• SHORT EXERCISE
Output exactly the lines that run from the line with "Would you please tag the sofa" to the end of the material, both ends included, and no other lines.

• ENTRIES PROVIDED
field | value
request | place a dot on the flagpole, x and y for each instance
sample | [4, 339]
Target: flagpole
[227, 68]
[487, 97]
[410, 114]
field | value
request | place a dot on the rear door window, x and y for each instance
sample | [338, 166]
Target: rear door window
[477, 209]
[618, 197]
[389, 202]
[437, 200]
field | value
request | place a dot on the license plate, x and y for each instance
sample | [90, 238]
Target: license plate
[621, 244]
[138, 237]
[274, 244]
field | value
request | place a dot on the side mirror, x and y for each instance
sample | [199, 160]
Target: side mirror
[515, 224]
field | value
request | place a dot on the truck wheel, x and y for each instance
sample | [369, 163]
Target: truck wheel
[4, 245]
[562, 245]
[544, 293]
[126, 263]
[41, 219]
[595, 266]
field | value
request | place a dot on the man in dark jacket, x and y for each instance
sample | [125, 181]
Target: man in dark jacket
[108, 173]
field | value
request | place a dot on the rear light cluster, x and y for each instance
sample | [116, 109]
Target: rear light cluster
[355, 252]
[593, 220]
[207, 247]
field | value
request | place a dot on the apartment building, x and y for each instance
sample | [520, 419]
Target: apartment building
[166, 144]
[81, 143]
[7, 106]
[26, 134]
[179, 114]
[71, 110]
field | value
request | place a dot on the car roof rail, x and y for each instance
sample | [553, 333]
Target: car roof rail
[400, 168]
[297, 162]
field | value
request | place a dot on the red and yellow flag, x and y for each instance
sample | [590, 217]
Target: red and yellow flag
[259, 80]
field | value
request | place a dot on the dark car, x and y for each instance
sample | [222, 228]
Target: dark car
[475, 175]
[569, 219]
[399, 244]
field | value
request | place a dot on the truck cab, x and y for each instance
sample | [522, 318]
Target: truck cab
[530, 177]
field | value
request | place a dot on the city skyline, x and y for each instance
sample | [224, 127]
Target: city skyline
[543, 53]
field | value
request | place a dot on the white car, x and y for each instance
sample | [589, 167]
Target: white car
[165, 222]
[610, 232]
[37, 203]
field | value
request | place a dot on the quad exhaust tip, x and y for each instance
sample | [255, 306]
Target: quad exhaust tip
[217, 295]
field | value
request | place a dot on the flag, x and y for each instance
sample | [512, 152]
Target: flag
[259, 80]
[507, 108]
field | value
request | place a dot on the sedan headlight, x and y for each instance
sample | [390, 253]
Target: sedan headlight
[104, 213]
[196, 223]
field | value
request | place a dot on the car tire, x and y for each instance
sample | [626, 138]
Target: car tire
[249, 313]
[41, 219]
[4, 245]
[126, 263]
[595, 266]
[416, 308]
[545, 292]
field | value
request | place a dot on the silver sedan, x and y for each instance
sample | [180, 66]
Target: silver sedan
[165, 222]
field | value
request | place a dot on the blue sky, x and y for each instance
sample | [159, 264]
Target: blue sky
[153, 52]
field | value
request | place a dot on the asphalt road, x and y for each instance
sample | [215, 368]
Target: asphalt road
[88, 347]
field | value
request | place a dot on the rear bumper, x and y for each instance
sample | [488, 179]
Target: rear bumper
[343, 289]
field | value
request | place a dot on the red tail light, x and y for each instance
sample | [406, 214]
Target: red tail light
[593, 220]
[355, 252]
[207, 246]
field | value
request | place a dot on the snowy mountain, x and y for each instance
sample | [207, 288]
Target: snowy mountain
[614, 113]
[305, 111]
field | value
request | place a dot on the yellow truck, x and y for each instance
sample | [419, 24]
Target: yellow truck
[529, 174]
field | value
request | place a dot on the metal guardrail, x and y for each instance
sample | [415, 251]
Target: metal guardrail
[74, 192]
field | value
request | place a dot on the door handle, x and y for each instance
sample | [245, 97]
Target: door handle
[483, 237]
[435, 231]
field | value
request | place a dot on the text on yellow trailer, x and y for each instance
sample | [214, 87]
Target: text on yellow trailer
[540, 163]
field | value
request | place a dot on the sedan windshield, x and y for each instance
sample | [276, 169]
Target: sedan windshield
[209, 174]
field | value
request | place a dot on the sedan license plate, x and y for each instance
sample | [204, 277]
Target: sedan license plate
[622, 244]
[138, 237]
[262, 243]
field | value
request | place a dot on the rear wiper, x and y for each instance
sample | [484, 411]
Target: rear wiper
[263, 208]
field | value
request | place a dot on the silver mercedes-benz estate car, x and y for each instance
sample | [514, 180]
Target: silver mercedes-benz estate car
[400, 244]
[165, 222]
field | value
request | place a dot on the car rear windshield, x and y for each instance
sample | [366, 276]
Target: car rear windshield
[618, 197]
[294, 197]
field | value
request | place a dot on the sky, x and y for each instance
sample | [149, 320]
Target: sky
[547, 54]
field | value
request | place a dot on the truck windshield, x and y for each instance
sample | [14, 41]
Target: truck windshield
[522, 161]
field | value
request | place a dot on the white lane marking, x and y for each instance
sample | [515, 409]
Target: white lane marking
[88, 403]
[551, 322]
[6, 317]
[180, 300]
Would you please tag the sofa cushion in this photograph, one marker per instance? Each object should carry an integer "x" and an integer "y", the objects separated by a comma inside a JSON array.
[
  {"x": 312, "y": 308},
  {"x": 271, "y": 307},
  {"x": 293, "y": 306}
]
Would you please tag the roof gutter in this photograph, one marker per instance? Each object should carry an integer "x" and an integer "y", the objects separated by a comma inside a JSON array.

• OUTPUT FOR THIS EXERCISE
Would you please tag the sofa cushion in this photograph, one marker per instance? Each object should carry an integer "x" and an integer "y", the objects separated by a comma inside a JSON array.
[
  {"x": 312, "y": 308},
  {"x": 271, "y": 307},
  {"x": 293, "y": 306}
]
Would you please tag the roof gutter in this photograph, one marker per instance? Each object should carry an integer "x" and an integer "y", the objects separated by a comma inside a JSON array.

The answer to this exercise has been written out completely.